Extract every line of the records below that contains the string "shirt".

*****

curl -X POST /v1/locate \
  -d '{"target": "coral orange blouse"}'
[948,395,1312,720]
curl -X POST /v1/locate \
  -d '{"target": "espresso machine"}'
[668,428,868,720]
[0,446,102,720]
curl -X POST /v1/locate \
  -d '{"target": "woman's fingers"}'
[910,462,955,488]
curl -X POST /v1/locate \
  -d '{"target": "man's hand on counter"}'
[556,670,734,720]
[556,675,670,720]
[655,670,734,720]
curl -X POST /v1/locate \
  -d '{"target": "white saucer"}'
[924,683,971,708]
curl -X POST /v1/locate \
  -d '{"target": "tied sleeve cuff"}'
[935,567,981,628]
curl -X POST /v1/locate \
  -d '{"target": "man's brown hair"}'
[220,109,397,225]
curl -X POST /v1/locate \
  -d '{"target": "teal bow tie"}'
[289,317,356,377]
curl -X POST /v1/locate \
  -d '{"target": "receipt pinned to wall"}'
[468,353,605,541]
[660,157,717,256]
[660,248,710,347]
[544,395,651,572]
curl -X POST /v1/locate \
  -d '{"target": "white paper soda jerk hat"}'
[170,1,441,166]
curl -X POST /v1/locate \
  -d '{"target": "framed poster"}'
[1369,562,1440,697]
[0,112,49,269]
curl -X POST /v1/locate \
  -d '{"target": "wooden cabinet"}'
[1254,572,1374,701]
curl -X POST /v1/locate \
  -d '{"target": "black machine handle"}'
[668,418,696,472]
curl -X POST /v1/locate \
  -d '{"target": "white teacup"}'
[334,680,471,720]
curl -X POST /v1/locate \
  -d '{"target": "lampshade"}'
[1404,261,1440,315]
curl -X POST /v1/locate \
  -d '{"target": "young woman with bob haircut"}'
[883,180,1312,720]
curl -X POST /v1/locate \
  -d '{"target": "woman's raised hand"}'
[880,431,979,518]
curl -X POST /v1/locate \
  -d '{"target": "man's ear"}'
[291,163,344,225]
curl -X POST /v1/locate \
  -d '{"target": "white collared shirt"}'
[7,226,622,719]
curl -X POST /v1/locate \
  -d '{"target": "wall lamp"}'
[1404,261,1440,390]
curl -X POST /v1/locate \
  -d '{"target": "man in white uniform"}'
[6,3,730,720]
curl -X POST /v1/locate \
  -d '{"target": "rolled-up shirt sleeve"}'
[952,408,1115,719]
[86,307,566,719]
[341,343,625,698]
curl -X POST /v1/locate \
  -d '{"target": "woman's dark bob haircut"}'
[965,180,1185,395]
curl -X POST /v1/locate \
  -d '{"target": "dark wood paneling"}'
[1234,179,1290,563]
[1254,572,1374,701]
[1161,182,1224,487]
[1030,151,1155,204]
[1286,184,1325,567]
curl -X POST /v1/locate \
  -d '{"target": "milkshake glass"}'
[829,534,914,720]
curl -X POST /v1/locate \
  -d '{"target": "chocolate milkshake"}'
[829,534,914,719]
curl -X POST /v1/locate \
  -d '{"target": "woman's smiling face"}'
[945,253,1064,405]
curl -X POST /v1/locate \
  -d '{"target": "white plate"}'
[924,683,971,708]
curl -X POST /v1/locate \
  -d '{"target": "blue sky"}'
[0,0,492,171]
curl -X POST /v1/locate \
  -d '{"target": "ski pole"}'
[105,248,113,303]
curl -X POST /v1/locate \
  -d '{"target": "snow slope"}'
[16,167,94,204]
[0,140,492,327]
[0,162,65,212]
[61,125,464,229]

*****

■ Solution for this problem
  -d '{"target": "white collared shirt"}'
  -d '{"target": "rolled-up shirt sleeve"}'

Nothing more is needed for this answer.